Segment Start: Given records

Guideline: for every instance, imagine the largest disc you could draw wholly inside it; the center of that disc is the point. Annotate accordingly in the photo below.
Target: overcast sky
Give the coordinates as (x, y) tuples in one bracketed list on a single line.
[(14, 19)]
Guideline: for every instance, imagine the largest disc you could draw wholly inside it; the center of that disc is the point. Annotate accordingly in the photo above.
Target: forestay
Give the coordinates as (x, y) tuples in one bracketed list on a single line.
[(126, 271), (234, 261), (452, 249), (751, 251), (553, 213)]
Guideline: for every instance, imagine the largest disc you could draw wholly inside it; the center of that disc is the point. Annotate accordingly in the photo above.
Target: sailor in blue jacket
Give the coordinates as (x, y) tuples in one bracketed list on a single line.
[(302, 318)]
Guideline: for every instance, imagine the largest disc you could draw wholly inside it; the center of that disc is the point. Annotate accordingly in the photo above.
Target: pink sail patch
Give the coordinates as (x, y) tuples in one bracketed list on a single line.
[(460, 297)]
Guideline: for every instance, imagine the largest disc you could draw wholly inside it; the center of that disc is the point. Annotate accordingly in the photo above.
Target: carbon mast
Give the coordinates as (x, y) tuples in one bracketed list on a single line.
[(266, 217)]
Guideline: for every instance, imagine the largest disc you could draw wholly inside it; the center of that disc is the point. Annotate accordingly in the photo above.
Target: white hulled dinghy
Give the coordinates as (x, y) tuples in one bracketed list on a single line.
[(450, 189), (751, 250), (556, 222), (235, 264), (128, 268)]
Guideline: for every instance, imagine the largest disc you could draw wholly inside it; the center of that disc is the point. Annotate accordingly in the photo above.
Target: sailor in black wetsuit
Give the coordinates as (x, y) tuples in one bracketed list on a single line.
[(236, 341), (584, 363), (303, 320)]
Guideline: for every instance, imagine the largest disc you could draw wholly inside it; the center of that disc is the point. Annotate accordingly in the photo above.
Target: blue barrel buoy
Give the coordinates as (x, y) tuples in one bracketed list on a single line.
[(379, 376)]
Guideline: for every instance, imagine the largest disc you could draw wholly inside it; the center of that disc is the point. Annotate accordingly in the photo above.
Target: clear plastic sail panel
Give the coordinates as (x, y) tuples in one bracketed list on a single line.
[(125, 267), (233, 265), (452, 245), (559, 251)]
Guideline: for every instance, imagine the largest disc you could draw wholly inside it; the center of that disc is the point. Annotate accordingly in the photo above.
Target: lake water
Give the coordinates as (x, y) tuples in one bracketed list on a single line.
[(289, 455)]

Segment End: Given records

Brief: Everything from the line with "Target: clear plastic sail panel" through the last line of the material above should be echoed exactly, and nothing else.

Solved exercise:
Target: clear plastic sail panel
Give the coordinates as (x, y) tuples in one bracketed list on a single line.
[(125, 267), (233, 265), (452, 245), (559, 251)]
Guideline: for every instance, imagine the largest disc you could draw wholly inside it; the center of that disc is the point. Annotate accordingly in the photo above.
Target: lake water
Give the coordinates as (x, y) tuples in one bracketed list on a single line.
[(289, 455)]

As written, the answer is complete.